- [WHAT TO WORK ON]
a) Summarize the market commentary in two sentences.
b) Return the part of the market commentary that begins at the words "As with anything" and stops after the words "(spending power reducing)", copied word for word.
c) Resume the market commentary on July's markets from the point where it stops.

Markets went up 4% in July, following a weak end to the 2022 financial year. Volume in the market has been very low, as investors await reporting season to ascertain the impact of rising labour, energy and funding costs.

For the first time in 10 years or more inflation, rising interest rates and how central banks will implement policy in relation to these factors are in play

Regarding the consumer, the following appear favourable:

  • High levels of household equity (excl. more recent 1st home buyers)
  • Tight labour market placing upward pressure on incomes
  • Reasonably low levels of consumer leverage (excl. more recent 1st home buyers)
  • Strong household savings accumulated during the pandemic

As with anything in economics there is a balance, and the following factors will adversely impact the consumer:

  • Inflationary pressures, including non-discretionary items such as energy and food
  • Income rises not keeping pace with inflation (spending power reducing)

Dataset entries:

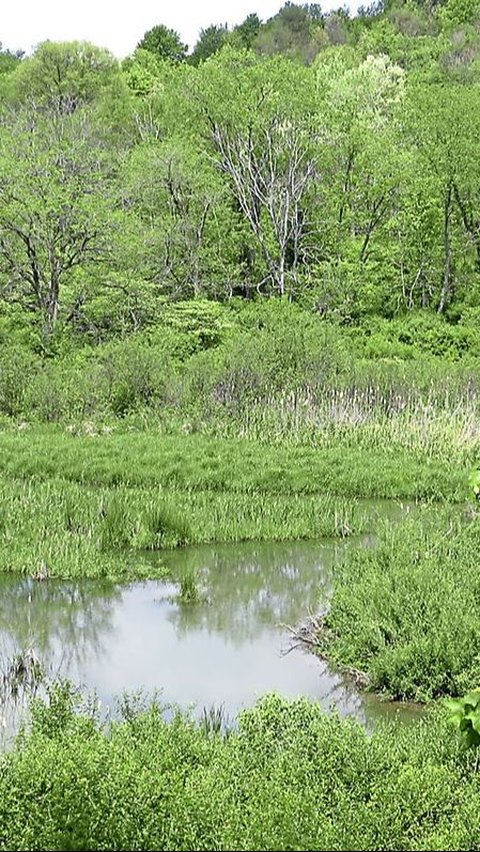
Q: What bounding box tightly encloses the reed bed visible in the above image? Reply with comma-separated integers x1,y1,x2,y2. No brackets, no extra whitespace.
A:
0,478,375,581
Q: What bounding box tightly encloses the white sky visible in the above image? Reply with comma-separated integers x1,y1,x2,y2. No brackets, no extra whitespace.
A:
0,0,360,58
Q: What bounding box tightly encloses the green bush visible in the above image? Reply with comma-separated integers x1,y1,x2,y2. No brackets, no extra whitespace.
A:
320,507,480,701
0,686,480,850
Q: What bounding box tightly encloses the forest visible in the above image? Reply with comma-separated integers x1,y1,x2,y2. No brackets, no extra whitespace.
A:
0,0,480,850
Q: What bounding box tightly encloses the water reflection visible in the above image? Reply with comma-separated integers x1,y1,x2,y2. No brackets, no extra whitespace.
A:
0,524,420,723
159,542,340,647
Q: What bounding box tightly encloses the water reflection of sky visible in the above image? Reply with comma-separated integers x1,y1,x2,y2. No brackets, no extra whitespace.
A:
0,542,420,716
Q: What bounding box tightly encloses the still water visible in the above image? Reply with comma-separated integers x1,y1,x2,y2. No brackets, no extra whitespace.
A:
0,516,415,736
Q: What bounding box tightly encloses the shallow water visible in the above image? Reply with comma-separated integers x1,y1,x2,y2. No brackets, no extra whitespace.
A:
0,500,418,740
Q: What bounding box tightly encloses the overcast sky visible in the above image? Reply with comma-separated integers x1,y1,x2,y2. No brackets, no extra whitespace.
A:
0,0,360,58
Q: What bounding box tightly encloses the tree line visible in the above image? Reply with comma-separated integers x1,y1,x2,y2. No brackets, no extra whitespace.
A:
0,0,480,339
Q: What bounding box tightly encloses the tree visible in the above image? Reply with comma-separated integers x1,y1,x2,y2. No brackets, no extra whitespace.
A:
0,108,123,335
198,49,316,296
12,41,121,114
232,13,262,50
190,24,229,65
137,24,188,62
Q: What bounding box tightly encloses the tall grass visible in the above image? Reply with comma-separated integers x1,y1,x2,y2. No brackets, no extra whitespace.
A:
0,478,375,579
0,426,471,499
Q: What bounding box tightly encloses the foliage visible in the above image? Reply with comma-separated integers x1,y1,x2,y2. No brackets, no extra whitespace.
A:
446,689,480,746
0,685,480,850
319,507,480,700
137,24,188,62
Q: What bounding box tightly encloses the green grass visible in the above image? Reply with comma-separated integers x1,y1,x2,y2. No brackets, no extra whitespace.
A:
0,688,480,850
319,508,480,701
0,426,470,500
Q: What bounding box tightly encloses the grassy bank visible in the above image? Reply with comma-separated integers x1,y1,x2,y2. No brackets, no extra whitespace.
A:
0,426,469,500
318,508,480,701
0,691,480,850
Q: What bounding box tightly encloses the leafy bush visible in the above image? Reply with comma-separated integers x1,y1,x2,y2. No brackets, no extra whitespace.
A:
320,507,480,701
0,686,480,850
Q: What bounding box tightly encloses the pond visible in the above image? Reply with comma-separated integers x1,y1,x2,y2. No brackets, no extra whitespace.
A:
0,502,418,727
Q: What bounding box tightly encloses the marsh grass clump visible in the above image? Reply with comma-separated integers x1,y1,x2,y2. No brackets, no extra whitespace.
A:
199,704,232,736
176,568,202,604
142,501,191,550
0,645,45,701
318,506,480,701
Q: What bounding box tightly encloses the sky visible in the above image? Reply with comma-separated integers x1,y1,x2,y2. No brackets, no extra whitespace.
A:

- [TASK-BY-TASK RESULTS]
a) Markets rose 4% in July after a weak end to the 2022 financial year, with very low volume as investors await reporting season to gauge the impact of rising labor, energy and funding costs. Consumers benefit from high household equity, a tight labor market, reasonably low leverage and strong pandemic savings, but face inflationary pressures and incomes that are not keeping pace with inflation.

b)
As with anything in economics there is a balance, and the following factors will adversely impact the consumer:

  • Inflationary pressures, including non-discretionary items such as energy and food
  • Income rises not keeping pace with inflation (spending power reducing)

c)
  • Falling home prices, negatively affecting sentiment
  • Central banks attempting to impact spending through tight monetary policy (raising rates)
  • Increasing likelihood of a recession (if not already here)

Some of the key inputs impacting inflation appear to be moderating, as you may have experienced more recently while filling up your vehicle at the bouser.

Another example is global container shipping costs, which have come down.

 

Central bank policies are driving markets at the moment. Reporting season commences next month, which will provide us the opportunity to see the impact of inflationary pressures on earnings.